**Document extract:**
## START

For most designers who cross over it's a gradual process using HTML, CSS, and usually Flash / Actionscript -- at least it used to be that way until programmers & bureaucrats mucked up Flash =P

> Few think designer's shouldn't code.

I would love to say that is true, but I've met many designers that don't really want that crossing.

Maybe it's a cultural thing, or we're still way behind here (which may very well be the case) but there are still many who think you should separate the design/implementation process. I don't agree with that, but IMHO these concept that people can't be good at both sides is an excuse. And an old one.

Is it really an excuse though? Some designers can be good at both sides, sure, but my experience is that many designers simply cannot. Their mind blanks at the most basic programming concepts, and the level of abstraction needed for practical HTML and CSS is just too much. Believe me, I've tried.

This works both ways too. I've met many developers who seem absolutely incapable of producing good designs. Even if I can convince them that design is important, and teach them basic design principles, their lack of innate caring about this is a big stumbling block.

Technically, one could argue that anything that has rules applied to it is learnable, but practically that's just not true. Some people just have no sense of rhythm or tone, for example, and regardless of how much music theory you teach them, they can't produce good music.

Now, on a more psychological note. I've found that most really good designers I meet are a certain type of person, far removed from the really good programmers I meet. I can't recall the last time I met this rare person who is really good at both, although I'm sure they exist.

Using myself as an example: I'm for the most part a geek who started programming early in life, but intentionally switched to study psychology/communications and engage in more social/presentational activities, and finally move back to 'lite-programming' as a web developer. I am acutely aware of the fact that for great design I need help, and for great programming I need help too. Despite the fact that I'm an intelligent, talented individual, I simply cannot commit to one without creating a deficiency in the other. Hell, I might not even be capable enough for it. I sometimes feel I'm too messy, gung-ho, and fidgety for serious programming, but too rule-based and logical-minded for the type of creativity that leads to great designs.

I'm content with that, but I suspect most people either fit in my camp, in the camp of great designers, or the camp of great programmers. It's simply unrealistic to use those few who excel at both as a yardstick of any kind.

(apologies for this rant, it's perhaps more appropriate in the thread as a whole than as a specific reply to you...)

I agree with everything you say except for the "I simply cannot commit to one without creating a deficiency in the other".

IMHO achieving excellence in both is unrealistic and VERY hard. Doable but improbable. But I really do think you can be good at both. Not perfect, not exceptional, but good. And for 99% of the world, good is more than enough.

The excuse part, is because I have met an enormous amount of people that use that as an excuse to not learn new things (IMHO, to be lazy). Yes, it's hard to understand programming, but many people simply accept the "if I learn this my design will suffer" (and vice-versa). With that in mind, they don't even have to try.

## END

**Record list:**

## START

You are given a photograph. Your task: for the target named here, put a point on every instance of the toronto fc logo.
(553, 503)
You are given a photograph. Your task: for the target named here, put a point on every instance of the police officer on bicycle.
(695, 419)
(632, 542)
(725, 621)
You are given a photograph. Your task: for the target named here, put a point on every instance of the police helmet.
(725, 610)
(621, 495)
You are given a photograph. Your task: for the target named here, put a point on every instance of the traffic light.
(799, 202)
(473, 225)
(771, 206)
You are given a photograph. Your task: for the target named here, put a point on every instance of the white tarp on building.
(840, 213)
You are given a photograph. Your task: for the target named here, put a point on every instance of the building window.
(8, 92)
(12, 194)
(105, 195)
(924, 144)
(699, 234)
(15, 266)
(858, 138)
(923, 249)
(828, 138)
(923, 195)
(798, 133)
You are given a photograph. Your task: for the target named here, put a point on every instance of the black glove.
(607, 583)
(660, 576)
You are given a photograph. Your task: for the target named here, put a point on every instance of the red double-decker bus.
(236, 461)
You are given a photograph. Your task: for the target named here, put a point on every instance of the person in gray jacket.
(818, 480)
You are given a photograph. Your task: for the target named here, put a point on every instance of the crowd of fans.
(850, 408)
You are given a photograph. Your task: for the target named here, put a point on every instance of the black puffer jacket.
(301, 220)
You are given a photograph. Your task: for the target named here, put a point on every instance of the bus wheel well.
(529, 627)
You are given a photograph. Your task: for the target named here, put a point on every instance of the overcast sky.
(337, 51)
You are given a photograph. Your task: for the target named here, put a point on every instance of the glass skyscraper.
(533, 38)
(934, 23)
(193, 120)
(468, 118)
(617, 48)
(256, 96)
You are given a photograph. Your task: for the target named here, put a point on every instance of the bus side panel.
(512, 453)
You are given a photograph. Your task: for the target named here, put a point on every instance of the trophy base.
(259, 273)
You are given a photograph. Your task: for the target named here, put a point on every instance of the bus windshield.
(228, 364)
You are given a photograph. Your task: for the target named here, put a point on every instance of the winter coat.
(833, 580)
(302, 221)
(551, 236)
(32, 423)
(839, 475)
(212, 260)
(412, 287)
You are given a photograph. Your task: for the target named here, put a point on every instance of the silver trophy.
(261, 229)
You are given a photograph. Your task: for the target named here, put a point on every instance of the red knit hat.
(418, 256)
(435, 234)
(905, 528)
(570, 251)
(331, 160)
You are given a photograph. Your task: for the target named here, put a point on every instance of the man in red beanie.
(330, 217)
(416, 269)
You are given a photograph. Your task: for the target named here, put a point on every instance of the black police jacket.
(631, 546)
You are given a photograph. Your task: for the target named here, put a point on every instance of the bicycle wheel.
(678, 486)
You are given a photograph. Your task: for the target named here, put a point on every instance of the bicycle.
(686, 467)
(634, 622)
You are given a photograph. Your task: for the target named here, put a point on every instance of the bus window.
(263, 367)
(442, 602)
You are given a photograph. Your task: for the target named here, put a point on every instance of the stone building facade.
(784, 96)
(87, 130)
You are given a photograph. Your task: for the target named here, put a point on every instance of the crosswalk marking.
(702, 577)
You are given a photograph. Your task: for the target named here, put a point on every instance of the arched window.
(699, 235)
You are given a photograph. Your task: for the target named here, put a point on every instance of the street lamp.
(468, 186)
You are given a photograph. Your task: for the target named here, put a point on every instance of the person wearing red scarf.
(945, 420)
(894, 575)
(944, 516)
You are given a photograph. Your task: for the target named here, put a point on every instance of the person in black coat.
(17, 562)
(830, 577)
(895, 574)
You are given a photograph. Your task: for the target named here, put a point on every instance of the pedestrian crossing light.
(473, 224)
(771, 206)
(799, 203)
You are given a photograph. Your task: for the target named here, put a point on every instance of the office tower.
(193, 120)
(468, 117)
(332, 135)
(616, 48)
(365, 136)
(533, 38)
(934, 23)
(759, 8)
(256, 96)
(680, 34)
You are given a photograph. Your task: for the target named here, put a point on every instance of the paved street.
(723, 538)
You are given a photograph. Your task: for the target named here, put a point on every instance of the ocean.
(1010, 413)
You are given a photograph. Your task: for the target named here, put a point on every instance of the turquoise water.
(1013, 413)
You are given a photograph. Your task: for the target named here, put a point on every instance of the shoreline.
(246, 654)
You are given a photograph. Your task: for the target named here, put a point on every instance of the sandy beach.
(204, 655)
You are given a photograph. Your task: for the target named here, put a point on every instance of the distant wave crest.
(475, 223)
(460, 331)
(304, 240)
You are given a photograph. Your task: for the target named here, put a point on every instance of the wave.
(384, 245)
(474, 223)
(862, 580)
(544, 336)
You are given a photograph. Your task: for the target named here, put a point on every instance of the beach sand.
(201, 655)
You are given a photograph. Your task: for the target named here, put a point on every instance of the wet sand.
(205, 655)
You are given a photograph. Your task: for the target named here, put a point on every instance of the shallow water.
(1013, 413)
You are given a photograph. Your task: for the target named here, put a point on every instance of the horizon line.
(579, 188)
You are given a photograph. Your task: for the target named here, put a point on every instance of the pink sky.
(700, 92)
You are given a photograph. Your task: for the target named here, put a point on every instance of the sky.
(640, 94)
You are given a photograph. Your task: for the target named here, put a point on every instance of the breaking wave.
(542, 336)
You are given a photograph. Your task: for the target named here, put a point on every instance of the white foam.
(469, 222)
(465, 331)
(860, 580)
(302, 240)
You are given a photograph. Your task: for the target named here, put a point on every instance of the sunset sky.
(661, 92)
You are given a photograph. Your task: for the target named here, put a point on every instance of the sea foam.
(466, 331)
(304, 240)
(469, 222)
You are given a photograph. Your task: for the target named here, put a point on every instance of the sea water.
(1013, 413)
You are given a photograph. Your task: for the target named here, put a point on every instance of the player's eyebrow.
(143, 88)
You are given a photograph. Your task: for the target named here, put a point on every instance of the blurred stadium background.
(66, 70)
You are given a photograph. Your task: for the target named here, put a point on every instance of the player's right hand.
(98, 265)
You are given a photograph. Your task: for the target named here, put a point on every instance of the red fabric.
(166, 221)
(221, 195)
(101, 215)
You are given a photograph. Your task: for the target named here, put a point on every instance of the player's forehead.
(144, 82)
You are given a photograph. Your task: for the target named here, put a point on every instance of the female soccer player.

## END

**Jobs:**
1. In the thread on designers who code, write out everything from "The excuse part, is" down to "have to try.", swapping "enormous" for "huge".
2. Pick up the thread on designers who code from its last sentence and carry it further.

**Answers provided:**
1.
The excuse part, is because I have met an huge amount of people that use that as an excuse to not learn new things (IMHO, to be lazy). Yes, it's hard to understand programming, but many people simply accept the "if I learn this my design will suffer" (and vice-versa). With that in mind, they don't even have to try.

2.
I also agree completely about the theory/reality dilemma, people are very different and can never be treated as the same. My only problem is with people that excuse themselves from learning something new on false premises.

I agree , without flash & actionscript i would never have become a programmer.

The irony is js is harder as it requires a lot more effort in coding/debugging/building a stack.

Regardless of who is playing the 'game of crossing the border' it should provide super low iteration times. Otherwise it is counterproductive.

I am a coder, I can photoshop too, if needed. But it would probably kill my rhythm to find a base psd file, change something and then produce intermediate assets, then deploy then see the difference. That's why html/css is a step forward... Likewise, if you are designing and somehow want to change the behaviors, it should be as easy as that. That's the beauty of scrappy development environments...

A problem we face where I work is how designers sometimes limit themselves in the creative part of the work, because they don't know how to implement it later on.

Another complaint is that, if they have to implement something that's hard, that churn of work to do the actual thing ends up taking a toll in the design process.

Of course these problems can be circumvented but I think we're not the only place having this kind of problems.

I agree with the author, one day we'll all be teaching people to be at the middle of design and implementation.

> A problem we face where I work is how designers sometimes limit themselves in the creative part of the work, because they don't know how to implement it later on.

My experience is actually the opposite. If the designer I work with is thinking about HTML (for example) he limits himself where implementation might be difficult. (I do the same in my own design.) So by separating the roles completely, there's much more freedom – the designer designs without thinking about implementation, which forces me to upskill, which means he can push design further next time, in a virtuous circle.

I think that's also great, but it might happen here because we still have deadlines. To keep the deadline, the product suffers... sad but true.
we have a tool that lets you hover over the page and see precisely which piece of code is powering that element

Wait, what? You can't just drop that in there. More info! Do you think they're creating a custom html attribute in debug or something? Then some sort of browser extension?

Is this wonderful magic something I've totally missed the boat on and now look a fool?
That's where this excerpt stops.